Task requirements >>
From the listing below, copy out every line that contains the string "tuple".

Working data >>

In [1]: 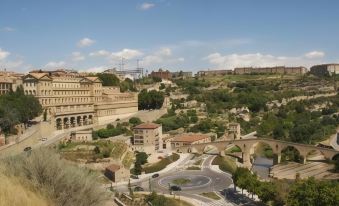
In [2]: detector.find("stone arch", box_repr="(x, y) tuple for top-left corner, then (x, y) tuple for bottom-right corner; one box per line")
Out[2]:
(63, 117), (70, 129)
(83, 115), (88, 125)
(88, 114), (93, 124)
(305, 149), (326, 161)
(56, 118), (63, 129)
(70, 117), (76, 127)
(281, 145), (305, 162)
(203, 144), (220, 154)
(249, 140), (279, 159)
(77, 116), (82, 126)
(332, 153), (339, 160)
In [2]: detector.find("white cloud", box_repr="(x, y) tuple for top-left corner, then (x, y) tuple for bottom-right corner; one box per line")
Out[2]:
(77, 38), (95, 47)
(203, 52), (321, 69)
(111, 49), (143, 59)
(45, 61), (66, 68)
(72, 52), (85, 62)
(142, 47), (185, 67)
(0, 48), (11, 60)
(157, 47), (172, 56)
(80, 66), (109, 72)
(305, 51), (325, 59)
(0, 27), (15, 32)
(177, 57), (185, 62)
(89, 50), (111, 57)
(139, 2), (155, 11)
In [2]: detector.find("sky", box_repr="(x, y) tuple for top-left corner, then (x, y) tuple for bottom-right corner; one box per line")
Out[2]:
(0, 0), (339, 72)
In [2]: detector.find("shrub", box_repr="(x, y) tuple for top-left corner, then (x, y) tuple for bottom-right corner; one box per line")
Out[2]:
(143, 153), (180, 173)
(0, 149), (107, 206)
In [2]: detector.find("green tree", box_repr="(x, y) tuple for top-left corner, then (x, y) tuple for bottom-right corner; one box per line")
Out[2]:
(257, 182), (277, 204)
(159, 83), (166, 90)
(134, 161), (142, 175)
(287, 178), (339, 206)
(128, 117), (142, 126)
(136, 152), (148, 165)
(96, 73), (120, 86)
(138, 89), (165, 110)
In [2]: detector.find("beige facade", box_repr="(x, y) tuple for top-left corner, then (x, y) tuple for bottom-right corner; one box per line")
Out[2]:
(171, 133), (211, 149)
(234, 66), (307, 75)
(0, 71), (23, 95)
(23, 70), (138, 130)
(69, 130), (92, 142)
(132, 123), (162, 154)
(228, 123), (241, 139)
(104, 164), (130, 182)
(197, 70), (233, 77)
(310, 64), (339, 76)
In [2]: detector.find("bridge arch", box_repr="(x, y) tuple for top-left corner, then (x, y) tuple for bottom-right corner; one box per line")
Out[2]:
---
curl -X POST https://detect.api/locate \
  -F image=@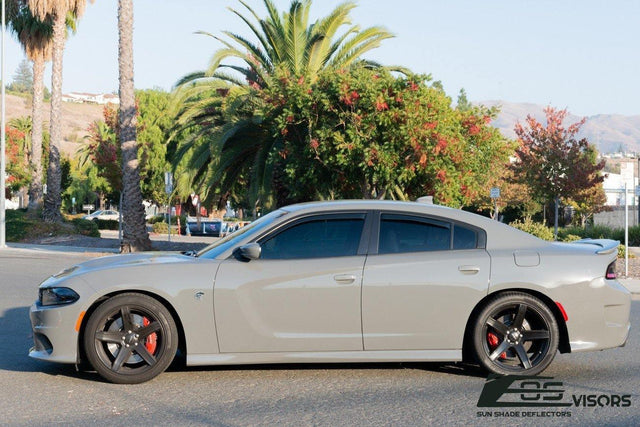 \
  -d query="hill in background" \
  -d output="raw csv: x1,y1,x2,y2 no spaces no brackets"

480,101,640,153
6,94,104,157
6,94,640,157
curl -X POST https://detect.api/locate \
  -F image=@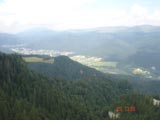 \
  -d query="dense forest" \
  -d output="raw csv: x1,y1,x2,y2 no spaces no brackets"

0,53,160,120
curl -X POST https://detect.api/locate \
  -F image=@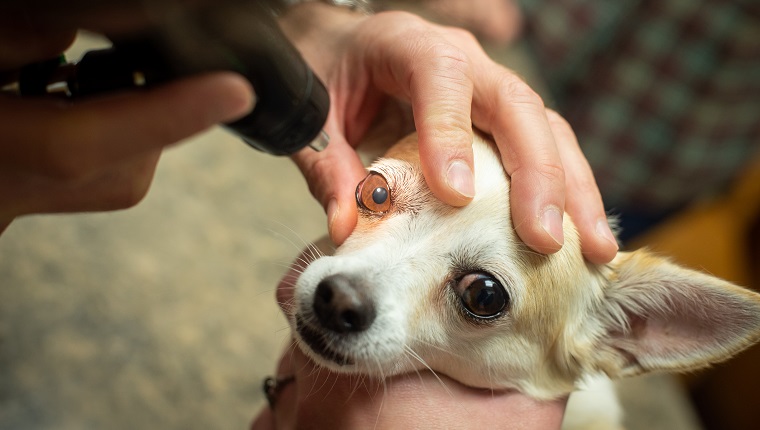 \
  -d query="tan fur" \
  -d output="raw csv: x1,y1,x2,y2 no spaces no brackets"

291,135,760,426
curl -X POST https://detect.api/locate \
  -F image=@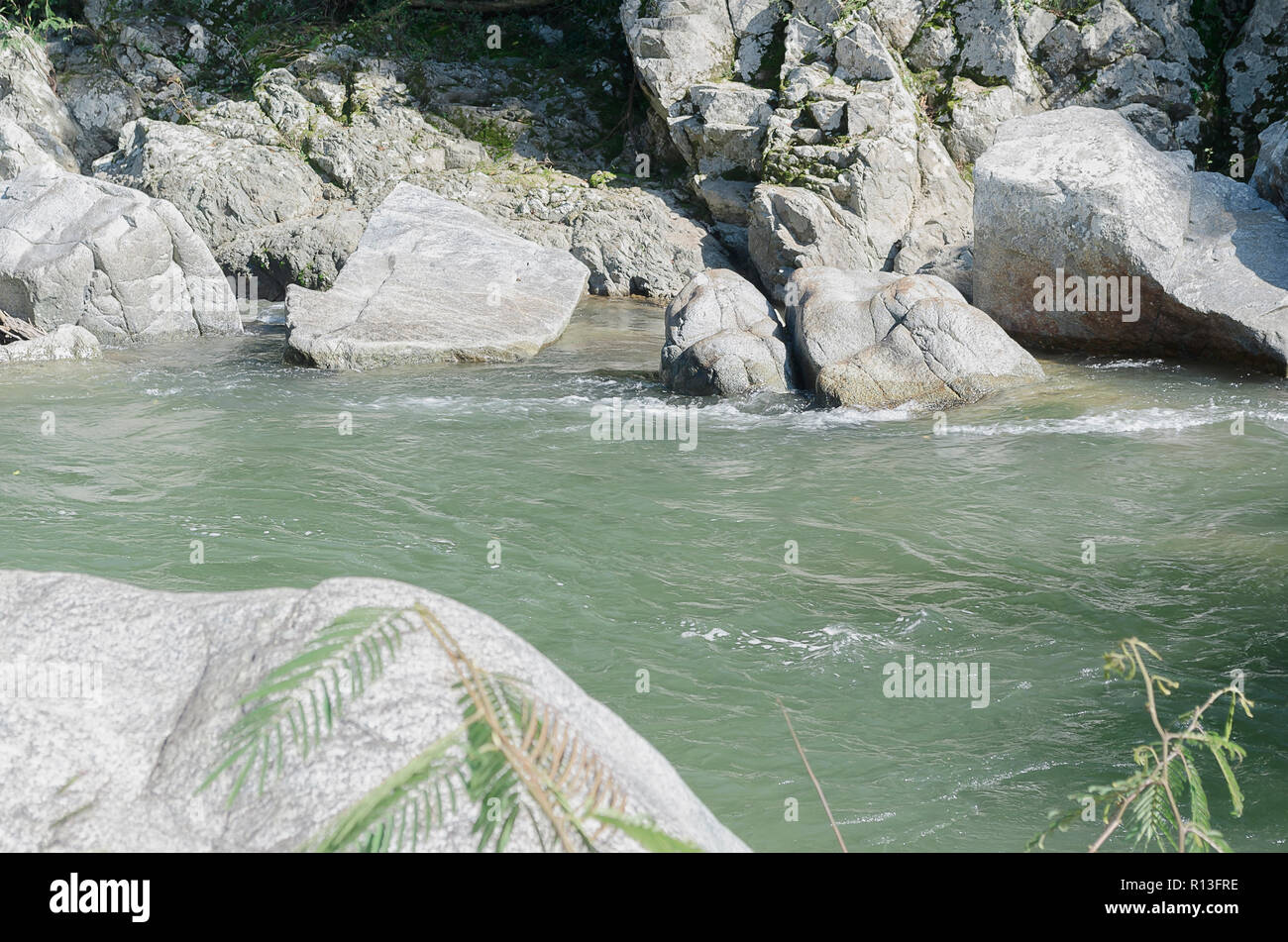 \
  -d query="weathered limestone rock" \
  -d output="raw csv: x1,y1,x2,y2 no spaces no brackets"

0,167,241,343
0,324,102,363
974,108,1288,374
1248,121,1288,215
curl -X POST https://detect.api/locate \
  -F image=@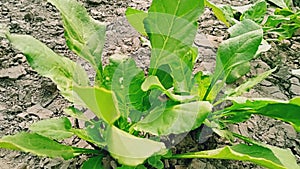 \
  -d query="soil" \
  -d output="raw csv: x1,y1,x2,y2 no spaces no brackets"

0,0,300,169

Expected output >>
In [2]: detector.find("stone arch", box_repr="(x, y) tuple for top-left corner, then (x, y) tuple for bottom-right corner; one box per line")
In [2]: detector.find("white cloud", box_repr="(x, y) tuple for top-left corner, then (x, y) tuple for bottom-right corner; one box per line")
In [2]: detector.find("sky", box_repr="(x, y) tuple for top-left corner, then (x, y) tuple for bottom-right corner; one box per line")
In [2]: detector.find("shrub", box_repr="(x, y) tuple for top-left corner, then (x, y) tuple for bottom-right corner; one box per line")
In [2]: detector.find("green tree", box_repr="(x, y) tuple for top-left corner, then (x, y) tuple for bottom-right corner; one box per line")
In [2]: detector.find("beige facade", box_repr="(x, y) tuple for top-left corner, then (x, y) tuple for bottom-right corner; one box per line")
In [2]: detector.find("bridge arch", box_repr="(x, y) tuple for top-left corner, then (x, y) tuple for bottom-right corner; one box per line")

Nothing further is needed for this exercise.